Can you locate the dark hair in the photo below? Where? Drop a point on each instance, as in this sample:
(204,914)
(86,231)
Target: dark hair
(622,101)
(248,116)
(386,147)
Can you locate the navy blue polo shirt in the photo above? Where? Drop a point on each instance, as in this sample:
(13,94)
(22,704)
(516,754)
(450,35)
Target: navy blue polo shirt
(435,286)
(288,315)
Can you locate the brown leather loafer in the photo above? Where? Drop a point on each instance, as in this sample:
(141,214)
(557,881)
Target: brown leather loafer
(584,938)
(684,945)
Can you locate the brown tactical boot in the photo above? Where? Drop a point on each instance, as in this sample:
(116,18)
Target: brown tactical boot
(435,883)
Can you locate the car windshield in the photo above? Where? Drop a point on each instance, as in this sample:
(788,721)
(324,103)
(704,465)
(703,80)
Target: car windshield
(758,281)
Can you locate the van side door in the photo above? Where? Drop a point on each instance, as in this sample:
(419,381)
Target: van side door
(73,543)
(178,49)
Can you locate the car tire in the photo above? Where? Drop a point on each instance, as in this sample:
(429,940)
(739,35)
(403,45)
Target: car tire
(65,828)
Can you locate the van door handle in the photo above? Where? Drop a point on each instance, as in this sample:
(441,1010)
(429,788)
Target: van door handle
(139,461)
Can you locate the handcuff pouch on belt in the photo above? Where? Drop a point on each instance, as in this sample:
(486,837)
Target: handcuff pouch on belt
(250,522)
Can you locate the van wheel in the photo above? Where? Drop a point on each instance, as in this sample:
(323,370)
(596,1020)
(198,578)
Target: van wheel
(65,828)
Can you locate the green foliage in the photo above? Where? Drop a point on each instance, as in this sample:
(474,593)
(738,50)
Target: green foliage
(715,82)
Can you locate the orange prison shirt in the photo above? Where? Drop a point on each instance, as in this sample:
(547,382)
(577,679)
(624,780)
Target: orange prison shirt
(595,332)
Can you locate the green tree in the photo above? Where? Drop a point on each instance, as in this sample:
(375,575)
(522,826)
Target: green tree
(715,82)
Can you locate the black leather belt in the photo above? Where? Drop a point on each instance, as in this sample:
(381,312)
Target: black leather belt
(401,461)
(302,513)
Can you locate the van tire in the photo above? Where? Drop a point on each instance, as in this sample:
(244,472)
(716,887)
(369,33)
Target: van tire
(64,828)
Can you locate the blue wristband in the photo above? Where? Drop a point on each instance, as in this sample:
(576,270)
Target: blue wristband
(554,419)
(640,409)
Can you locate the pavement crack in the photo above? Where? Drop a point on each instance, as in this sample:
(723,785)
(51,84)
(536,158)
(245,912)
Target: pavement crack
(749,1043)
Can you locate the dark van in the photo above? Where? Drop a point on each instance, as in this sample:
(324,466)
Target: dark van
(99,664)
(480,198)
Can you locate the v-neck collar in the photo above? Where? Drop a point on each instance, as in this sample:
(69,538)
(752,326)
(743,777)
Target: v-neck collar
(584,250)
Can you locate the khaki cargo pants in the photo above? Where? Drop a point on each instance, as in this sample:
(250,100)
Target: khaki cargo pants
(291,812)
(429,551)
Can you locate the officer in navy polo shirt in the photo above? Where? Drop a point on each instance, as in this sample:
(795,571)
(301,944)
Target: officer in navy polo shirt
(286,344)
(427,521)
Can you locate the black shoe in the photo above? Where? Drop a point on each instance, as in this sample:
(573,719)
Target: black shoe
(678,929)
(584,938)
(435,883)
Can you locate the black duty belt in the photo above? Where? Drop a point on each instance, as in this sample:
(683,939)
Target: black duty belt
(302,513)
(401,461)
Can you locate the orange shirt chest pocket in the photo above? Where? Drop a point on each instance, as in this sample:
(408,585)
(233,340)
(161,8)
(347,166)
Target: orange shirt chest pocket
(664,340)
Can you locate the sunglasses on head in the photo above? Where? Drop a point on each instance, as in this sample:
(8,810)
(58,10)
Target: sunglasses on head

EXERCISE AIM: Ascertain the number of lines in the entries that include the word "sunglasses", and report only that number.

REPLY: 2